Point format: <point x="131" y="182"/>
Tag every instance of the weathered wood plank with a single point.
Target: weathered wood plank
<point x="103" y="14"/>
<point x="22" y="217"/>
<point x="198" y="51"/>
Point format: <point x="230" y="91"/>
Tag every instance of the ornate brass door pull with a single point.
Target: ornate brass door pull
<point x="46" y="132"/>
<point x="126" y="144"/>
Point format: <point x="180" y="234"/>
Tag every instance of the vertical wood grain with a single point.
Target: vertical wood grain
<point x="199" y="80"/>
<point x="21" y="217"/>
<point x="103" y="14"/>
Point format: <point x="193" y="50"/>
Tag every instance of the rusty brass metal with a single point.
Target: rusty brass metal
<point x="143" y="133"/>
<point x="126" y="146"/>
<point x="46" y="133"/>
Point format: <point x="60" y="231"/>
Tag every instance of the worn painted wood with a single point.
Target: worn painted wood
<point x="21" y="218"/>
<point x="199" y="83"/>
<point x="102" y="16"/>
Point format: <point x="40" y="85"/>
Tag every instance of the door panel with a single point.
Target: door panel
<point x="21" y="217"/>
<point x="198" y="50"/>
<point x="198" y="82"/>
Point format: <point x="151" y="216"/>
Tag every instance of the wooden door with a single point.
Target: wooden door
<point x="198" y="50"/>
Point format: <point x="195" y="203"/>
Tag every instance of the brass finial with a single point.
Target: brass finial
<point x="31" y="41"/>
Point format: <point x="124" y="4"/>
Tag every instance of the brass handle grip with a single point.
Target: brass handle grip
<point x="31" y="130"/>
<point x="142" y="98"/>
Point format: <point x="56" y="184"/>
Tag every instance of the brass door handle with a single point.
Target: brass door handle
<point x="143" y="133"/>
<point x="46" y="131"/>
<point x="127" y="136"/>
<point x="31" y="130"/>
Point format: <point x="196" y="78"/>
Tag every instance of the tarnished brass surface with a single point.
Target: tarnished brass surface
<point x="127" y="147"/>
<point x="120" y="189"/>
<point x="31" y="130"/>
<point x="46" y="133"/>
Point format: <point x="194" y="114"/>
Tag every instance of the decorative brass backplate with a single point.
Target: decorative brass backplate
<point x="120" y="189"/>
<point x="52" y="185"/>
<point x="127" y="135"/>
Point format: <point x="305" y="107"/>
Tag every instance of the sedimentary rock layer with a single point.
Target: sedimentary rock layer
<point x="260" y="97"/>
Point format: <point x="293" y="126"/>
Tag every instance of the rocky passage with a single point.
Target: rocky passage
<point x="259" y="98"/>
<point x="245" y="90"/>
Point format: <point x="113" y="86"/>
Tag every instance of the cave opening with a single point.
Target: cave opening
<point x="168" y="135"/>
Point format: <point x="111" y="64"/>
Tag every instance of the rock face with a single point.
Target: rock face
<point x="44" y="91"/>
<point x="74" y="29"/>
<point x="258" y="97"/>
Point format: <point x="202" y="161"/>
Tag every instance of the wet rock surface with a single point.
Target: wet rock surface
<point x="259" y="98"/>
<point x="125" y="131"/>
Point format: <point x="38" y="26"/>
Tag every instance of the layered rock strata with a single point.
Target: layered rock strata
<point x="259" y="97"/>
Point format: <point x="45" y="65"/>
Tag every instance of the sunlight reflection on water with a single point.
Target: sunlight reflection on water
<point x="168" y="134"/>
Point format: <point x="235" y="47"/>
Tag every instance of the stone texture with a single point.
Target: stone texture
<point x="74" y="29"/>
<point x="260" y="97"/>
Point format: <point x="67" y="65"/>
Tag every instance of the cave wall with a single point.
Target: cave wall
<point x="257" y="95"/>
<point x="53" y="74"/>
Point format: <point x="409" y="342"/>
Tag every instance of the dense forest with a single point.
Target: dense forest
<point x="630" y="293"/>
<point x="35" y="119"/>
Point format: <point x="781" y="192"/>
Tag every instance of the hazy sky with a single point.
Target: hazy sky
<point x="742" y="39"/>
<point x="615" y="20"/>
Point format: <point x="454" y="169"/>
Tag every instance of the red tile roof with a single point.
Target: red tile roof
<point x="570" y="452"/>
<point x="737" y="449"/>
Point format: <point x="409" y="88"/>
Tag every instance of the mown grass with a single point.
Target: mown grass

PROBLEM TO SOLVE:
Every record above should be output exactly.

WRITTEN SOLUTION:
Point format: <point x="131" y="182"/>
Tag every instance of the weathered wood plank with a single point.
Target: weathered wood plank
<point x="103" y="14"/>
<point x="22" y="217"/>
<point x="198" y="51"/>
Point format: <point x="230" y="91"/>
Tag every instance of the ornate brass door pull with a single point.
Target: ornate brass door pull
<point x="46" y="132"/>
<point x="126" y="144"/>
Point format: <point x="180" y="234"/>
Tag every instance of the vertical wood grain with a single point.
Target: vertical wood grain
<point x="199" y="80"/>
<point x="21" y="217"/>
<point x="103" y="14"/>
Point format: <point x="193" y="50"/>
Tag every instance of the rusty brass metal with a single point.
Target: rusty brass metal
<point x="143" y="133"/>
<point x="126" y="146"/>
<point x="46" y="133"/>
Point format: <point x="60" y="231"/>
Tag every instance of the worn painted wood with a single point.
Target: worn painted wood
<point x="21" y="218"/>
<point x="199" y="83"/>
<point x="102" y="16"/>
Point format: <point x="40" y="85"/>
Tag every instance of the door panel with a single point.
Target: door panel
<point x="21" y="217"/>
<point x="198" y="50"/>
<point x="198" y="82"/>
Point format: <point x="151" y="216"/>
Tag every instance of the wooden door with a single point.
Target: wooden door
<point x="198" y="50"/>
Point format: <point x="195" y="203"/>
Tag every instance of the brass finial with a single point.
Target: brass finial
<point x="31" y="41"/>
Point format: <point x="124" y="4"/>
Tag every instance of the brass handle grip with a single point.
Target: brass handle grip
<point x="31" y="130"/>
<point x="142" y="98"/>
Point format: <point x="56" y="184"/>
Tag every instance of the brass door handle with a single point.
Target: brass door handle
<point x="143" y="133"/>
<point x="46" y="131"/>
<point x="127" y="136"/>
<point x="31" y="130"/>
Point format: <point x="196" y="78"/>
Tag every instance of the tarnished brass surface with a single point.
Target: tarnished brass surface
<point x="127" y="147"/>
<point x="120" y="189"/>
<point x="31" y="130"/>
<point x="46" y="133"/>
Point format: <point x="194" y="114"/>
Tag every instance of the decorative brass backplate with a single point.
Target: decorative brass backplate
<point x="120" y="189"/>
<point x="52" y="185"/>
<point x="127" y="135"/>
Point format: <point x="305" y="107"/>
Tag every instance of the sedimentary rock layer with a single point.
Target: sedimentary rock layer
<point x="260" y="97"/>
Point format: <point x="293" y="126"/>
Tag every instance of the rocky passage with a single point.
Target: rocky passage
<point x="259" y="98"/>
<point x="245" y="90"/>
Point format: <point x="113" y="86"/>
Tag every instance of the cave opening with a single point.
Target: cave opening
<point x="168" y="135"/>
Point format: <point x="111" y="64"/>
Tag every instance of the rock face with a single point.
Target: rock face
<point x="44" y="91"/>
<point x="74" y="29"/>
<point x="258" y="97"/>
Point format: <point x="202" y="161"/>
Tag every instance of the wet rock surface with a single point.
Target: wet rock surface
<point x="259" y="98"/>
<point x="125" y="131"/>
Point format: <point x="38" y="26"/>
Tag every instance of the layered rock strata with a single point.
Target: layered rock strata
<point x="259" y="97"/>
Point format: <point x="45" y="65"/>
Tag every instance of the sunlight reflection on water with a single point.
Target: sunlight reflection on water
<point x="168" y="134"/>
Point format: <point x="235" y="47"/>
Tag every instance of the stone texture with a single point.
Target: stone texture
<point x="74" y="29"/>
<point x="260" y="97"/>
Point format: <point x="67" y="65"/>
Tag every instance of the cave wall with a single point.
Target: cave wall
<point x="257" y="95"/>
<point x="53" y="74"/>
Point format: <point x="409" y="342"/>
Tag every instance of the dense forest with a single point.
Target: dense forest
<point x="630" y="293"/>
<point x="35" y="119"/>
Point format: <point x="781" y="192"/>
Tag every instance of the hazy sky with a single point.
Target: hazy sky
<point x="742" y="39"/>
<point x="615" y="20"/>
Point format: <point x="454" y="169"/>
Tag every instance of the red tile roof with a single point.
Target: red tile roof
<point x="570" y="452"/>
<point x="737" y="449"/>
Point format: <point x="409" y="88"/>
Tag every instance of the mown grass with a single point.
Target: mown grass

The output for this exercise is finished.